### Text provided
There are so many feelings I want to write about. I’m a little overwhelmed by all the feelings actually. I’m not really used to all this happiness and the excitement of love, both established and new, and all of it certain.
O has stormed into my life and left the most wonderful disaster in his wake. My expectations of relationships have changed, my desires for my future have altered, and so much of my time is spent reconsidering everything I have planned in life with him as part of it. It’s a pretty amazing place to be. It’s intense and wonderful and so full of connection and love. It’s hard to put into words how fulfilling this relationship is. It’s just right. We can talk for hours about anything and everything and laugh and love and be sad and connect. The sex is hot. O’s got skills! This man is a game changer who is so important to me already and I have no doubt that he’ll become more and more important as time goes on and we escalate. We have spent a lot of nights together and have many more planned.

[Extracted data entries]
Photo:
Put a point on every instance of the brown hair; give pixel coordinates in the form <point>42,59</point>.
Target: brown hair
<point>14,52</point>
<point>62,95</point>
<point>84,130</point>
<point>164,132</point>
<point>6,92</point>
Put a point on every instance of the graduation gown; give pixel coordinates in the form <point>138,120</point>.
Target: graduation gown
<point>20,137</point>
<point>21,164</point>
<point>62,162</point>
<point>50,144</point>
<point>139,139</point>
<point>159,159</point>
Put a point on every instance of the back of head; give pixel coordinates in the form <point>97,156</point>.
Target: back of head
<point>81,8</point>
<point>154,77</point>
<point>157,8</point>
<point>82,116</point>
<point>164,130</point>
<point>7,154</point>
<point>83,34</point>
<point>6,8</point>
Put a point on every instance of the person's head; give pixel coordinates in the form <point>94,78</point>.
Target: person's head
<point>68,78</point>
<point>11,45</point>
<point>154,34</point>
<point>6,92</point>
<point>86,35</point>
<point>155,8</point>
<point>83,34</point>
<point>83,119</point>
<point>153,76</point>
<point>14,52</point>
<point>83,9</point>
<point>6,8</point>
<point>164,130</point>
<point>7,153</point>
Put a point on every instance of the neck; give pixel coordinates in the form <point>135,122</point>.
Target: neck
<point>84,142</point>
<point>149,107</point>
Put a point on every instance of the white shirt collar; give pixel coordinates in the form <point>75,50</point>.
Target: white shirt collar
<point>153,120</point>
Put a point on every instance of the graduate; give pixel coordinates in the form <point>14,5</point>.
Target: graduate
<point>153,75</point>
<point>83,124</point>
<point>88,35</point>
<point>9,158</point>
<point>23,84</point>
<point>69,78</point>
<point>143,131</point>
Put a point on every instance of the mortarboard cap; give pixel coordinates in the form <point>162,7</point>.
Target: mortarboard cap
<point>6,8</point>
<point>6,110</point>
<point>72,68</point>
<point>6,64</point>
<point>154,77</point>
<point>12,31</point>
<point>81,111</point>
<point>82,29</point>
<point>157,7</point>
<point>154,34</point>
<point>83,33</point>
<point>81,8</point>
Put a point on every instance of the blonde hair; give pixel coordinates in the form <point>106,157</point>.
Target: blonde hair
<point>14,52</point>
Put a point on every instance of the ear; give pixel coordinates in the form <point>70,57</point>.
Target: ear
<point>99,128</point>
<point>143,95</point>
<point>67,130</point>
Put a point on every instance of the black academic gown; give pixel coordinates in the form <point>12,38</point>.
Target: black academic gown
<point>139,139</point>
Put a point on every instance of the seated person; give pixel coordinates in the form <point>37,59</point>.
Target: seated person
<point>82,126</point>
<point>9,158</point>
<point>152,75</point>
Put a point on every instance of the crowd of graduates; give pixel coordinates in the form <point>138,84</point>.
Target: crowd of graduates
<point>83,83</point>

### Requirement A
According to the personal post, what has O left in his wake?
### Requirement B
Rewrite the section of the personal post that opens with "There are so" and closes with "of it certain.", swapping "happiness" for "joy".

### Task solution A
The most wonderful disaster.

### Task solution B
There are so many feelings I want to write about. I’m a little overwhelmed by all the feelings actually. I’m not really used to all this joy and the excitement of love, both established and new, and all of it certain.